Write out the listing below line for line, beginning at the line that contains "Pest-scouting request: point out the orange traffic" and stopping after the line that contains "x=298, y=103". Leave the pictures out of your copy.
───── Data rows ─────
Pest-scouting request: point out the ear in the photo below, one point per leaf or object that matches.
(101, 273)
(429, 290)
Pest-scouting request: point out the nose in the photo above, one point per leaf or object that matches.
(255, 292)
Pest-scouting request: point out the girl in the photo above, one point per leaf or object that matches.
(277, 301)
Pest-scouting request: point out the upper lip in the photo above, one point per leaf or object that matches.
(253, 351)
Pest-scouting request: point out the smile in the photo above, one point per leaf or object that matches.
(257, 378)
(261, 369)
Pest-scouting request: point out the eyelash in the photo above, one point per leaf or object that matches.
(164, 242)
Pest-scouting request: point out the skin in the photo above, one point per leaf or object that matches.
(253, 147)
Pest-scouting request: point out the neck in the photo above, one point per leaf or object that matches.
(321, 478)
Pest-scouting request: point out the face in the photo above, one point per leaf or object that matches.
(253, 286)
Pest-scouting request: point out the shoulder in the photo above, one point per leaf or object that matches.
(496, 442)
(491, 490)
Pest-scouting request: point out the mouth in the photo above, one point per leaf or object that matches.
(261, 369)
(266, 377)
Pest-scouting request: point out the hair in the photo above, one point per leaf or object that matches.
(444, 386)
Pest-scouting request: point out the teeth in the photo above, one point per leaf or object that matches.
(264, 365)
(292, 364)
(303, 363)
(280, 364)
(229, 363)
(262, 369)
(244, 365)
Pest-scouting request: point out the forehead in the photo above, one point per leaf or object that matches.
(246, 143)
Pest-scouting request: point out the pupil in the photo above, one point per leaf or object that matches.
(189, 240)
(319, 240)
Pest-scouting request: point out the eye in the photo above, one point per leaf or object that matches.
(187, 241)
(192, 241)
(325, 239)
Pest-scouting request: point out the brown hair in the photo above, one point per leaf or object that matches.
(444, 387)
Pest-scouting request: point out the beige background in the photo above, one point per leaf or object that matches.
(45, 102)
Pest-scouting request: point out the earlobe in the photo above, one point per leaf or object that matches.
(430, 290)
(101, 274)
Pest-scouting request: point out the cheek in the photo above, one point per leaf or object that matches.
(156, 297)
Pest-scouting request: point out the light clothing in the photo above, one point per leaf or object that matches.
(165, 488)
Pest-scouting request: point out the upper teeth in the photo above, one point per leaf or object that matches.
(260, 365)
─────
───── Data rows ─────
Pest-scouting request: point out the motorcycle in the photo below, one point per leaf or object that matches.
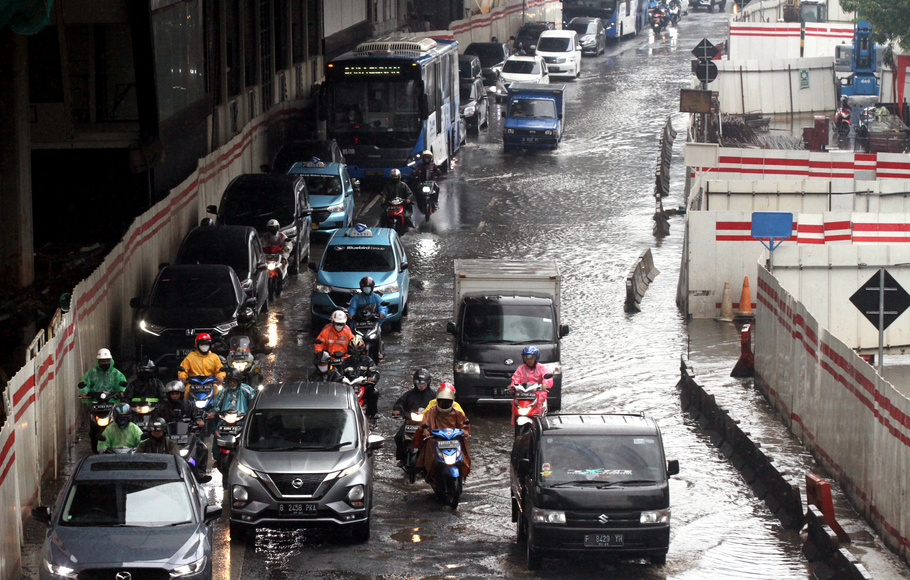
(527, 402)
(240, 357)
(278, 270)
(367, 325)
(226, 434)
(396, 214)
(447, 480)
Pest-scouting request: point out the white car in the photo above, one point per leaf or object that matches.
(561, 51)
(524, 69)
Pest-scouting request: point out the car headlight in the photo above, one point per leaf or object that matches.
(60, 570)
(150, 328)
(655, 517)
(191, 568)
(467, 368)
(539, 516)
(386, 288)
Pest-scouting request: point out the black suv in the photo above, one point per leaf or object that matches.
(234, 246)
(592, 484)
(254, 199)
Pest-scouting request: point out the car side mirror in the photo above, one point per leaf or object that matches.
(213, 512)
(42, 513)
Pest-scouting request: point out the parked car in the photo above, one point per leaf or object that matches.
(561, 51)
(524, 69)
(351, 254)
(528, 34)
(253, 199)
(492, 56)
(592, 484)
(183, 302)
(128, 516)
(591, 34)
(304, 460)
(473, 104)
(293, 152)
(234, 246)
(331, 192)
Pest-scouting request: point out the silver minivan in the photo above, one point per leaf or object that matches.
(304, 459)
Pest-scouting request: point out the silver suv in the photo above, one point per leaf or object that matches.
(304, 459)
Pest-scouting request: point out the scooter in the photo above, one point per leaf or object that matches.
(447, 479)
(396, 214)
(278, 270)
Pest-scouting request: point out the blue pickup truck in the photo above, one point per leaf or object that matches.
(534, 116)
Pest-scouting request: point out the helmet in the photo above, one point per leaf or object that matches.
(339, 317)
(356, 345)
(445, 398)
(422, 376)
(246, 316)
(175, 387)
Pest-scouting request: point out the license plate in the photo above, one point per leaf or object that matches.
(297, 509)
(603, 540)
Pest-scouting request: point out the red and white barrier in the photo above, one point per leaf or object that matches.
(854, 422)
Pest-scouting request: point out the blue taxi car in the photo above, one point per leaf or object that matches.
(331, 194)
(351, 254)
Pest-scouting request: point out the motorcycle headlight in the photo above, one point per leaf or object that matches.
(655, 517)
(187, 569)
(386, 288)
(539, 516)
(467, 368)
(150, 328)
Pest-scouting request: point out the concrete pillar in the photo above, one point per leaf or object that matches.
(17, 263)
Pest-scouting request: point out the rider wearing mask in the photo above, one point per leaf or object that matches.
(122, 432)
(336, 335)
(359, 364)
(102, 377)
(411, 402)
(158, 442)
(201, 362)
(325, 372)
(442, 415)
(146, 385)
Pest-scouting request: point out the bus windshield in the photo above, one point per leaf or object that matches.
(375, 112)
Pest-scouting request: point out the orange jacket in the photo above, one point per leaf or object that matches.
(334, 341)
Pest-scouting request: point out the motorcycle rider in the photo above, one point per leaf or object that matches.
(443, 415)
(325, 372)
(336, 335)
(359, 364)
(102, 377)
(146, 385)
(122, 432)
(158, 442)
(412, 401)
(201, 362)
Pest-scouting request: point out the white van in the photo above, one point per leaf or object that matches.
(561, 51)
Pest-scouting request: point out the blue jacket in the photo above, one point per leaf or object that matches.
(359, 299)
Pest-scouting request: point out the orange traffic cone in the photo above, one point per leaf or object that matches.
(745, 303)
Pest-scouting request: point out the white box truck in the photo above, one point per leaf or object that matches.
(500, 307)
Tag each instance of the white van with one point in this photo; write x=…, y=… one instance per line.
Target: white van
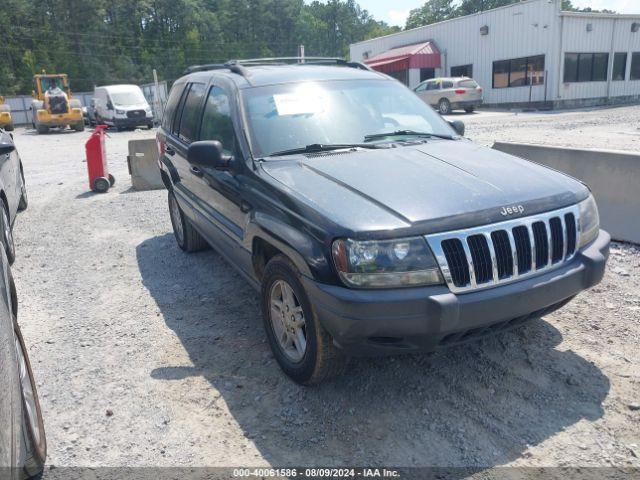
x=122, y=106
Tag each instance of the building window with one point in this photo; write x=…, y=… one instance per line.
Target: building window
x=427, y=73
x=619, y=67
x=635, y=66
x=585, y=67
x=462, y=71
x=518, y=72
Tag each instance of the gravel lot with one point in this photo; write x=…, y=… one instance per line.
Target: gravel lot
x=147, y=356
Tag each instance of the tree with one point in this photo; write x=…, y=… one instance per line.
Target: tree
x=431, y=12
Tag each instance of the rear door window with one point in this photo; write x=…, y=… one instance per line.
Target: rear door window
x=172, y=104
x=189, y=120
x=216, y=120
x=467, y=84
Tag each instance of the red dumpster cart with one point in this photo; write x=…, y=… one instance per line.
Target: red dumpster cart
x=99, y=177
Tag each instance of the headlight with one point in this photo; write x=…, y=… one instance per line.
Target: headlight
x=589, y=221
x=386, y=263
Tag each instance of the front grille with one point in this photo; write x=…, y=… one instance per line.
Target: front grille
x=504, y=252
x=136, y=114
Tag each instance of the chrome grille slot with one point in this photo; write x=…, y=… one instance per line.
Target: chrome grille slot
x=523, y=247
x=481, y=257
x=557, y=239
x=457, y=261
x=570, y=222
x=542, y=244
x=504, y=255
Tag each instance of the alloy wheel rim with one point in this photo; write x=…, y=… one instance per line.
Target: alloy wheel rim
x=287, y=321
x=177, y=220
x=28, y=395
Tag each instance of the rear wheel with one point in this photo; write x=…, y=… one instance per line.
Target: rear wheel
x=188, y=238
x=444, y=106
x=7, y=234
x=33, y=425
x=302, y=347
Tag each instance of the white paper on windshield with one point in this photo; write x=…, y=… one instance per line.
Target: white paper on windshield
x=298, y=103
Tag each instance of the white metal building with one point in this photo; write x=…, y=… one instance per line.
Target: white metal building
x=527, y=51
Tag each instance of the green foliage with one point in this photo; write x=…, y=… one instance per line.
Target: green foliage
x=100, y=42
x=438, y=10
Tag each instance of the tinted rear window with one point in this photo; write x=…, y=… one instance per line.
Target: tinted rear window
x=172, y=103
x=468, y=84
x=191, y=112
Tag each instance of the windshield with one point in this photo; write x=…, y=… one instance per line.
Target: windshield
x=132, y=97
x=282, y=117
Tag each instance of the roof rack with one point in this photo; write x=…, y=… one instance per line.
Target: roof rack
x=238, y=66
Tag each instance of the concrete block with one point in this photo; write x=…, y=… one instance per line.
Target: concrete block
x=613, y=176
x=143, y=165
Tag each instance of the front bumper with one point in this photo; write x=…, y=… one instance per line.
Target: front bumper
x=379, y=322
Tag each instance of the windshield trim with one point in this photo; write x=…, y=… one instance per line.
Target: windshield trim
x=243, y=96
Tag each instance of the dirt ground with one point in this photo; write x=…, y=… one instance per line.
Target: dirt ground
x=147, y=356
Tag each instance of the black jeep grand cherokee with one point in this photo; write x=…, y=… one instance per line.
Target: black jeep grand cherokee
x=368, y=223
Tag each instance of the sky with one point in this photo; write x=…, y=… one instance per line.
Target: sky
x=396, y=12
─────
#### Correct response:
Pest-scouting request: point out the orange traffic cone in the photo above, one point per leaf or object that matches.
(745, 303)
Pest-scouting request: point out the white box truck in the photo above, one point per leaf or object that matches.
(500, 307)
Tag each instance of the white van with one point in this photo; write x=…, y=… one instance per line.
Target: white van
x=122, y=106
Tag each instance of the building window with one point in this photo; write x=…, y=… one instance per line.
Target: building window
x=427, y=73
x=619, y=67
x=635, y=66
x=585, y=67
x=462, y=71
x=518, y=72
Tag each instance of the gravel lot with one point in this photo; write x=…, y=… one instance per line.
Target: gravel lot
x=147, y=356
Tag each instance of the tree with one point in this photo; write x=…, y=… one instance per line.
Target: tree
x=431, y=12
Tag each instance of the rear door window with one point in this photo; write x=…, y=… one instance per line.
Target: rear door window
x=172, y=104
x=189, y=120
x=216, y=120
x=467, y=84
Tag each instance of the red dumpster cart with one point in this photo; write x=…, y=… one instance per line.
Target: red dumpster cart
x=99, y=177
Tag each instance of the headlight with one point in this photo; write x=…, y=… one instance per line.
Target: headlight
x=589, y=221
x=386, y=263
Tag each instance of the front grille with one point in this photo; write x=…, y=… one instance per line.
Target: front grille
x=504, y=252
x=136, y=114
Tag each instance of the chrome grille slot with one point in this photo; write x=…, y=… one instance per line.
Target: chrome grille slot
x=523, y=247
x=481, y=257
x=557, y=239
x=457, y=261
x=570, y=222
x=542, y=244
x=504, y=255
Tag each instance of the alloy wheel rim with one point in this photo; write x=…, y=… one instance per line.
Target: alloy wheel rim
x=287, y=321
x=177, y=220
x=28, y=395
Tag each instance of the rear wheel with one point in this photo; write x=…, y=… one instance per line.
Target: rear wheel
x=188, y=238
x=444, y=106
x=7, y=234
x=33, y=425
x=302, y=347
Tag each instance of the white paper on windshield with one point in this photo; write x=…, y=… one instance per line.
Target: white paper on windshield
x=298, y=103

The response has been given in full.